* _Text segment_:
########

Mimic the array swaps from a sort

Question

l = [0, 1, 3, 2]

l2 = ['foo', 3, 'bar', 10]

If I say sorted(l), I will get [0, 1, 2, 3]. It will swap the last two elements.

How can I apply the same row swaps to l2? I.e., I want l2 to be ['foo', 3, 10, 'bar'].

Answer 1

You can use zip, unpack tuple and a list comprehension to achieve the results:

[y for x, y in sorted(zip(l, l2))]

Answer 2

TL;DR

>>> l, l2 = zip(*sorted(zip(l, l2)))
>>> list(l)
[0, 1, 2, 3]
>>> list(l2)
['foo', 3, 10, 'bar']

---

Explanation

1. zip both the lists together

   >>> list(zip(l, l2))
   [(0, 'foo'), (1, 3), (2, 10), (3, 'bar')]
   

2. then sort them, (since we get tuples from zip, the first elements of tuples will be compared first and only if they are same, the second element will be compared. So the sorting effectively happens with the values of l)

########

* _Stated goal 1_: Using the reason the sorting thread gives, explain in one to three sentences why sorting the zipped pairs orders them by the values of l.
* _Stated goal 2_: Reproduce the passage of the sorting thread between "2. then sort" and "values of l)", inclusive.

* _Material supplied_:
########

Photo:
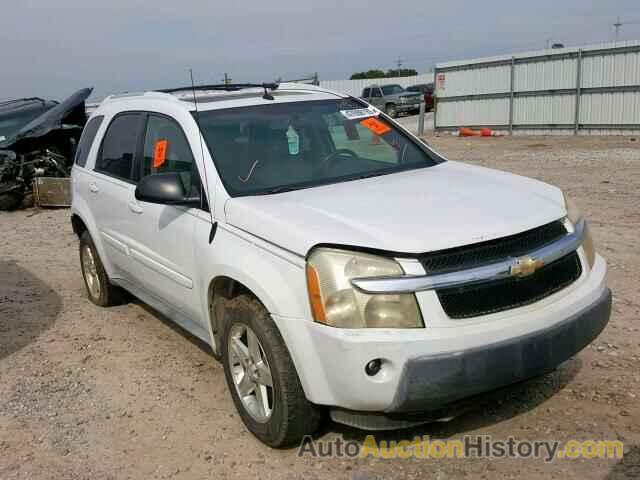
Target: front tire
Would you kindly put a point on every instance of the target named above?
(261, 376)
(99, 289)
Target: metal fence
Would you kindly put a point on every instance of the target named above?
(355, 87)
(589, 90)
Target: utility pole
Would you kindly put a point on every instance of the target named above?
(617, 26)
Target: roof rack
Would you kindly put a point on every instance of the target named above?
(228, 87)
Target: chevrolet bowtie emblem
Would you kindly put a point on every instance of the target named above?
(525, 266)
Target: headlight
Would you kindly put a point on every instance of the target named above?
(575, 215)
(335, 302)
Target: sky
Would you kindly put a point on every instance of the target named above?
(52, 48)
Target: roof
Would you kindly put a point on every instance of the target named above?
(216, 98)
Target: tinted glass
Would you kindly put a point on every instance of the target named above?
(119, 146)
(86, 139)
(272, 148)
(166, 150)
(392, 89)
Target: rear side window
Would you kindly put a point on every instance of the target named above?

########

* _Exercise result 1_: When tuples are sorted, their first elements are compared first, and the second elements are compared only if the first ones are the same. Each tuple produced by zip has its first element taken from l, so the sorting effectively happens with the values of l.

* _Exercise result 2_:
2. then sort them, (since we get tuples from zip, the first elements of tuples will be compared first and only if they are same, the second element will be compared. So the sorting effectively happens with the values of l)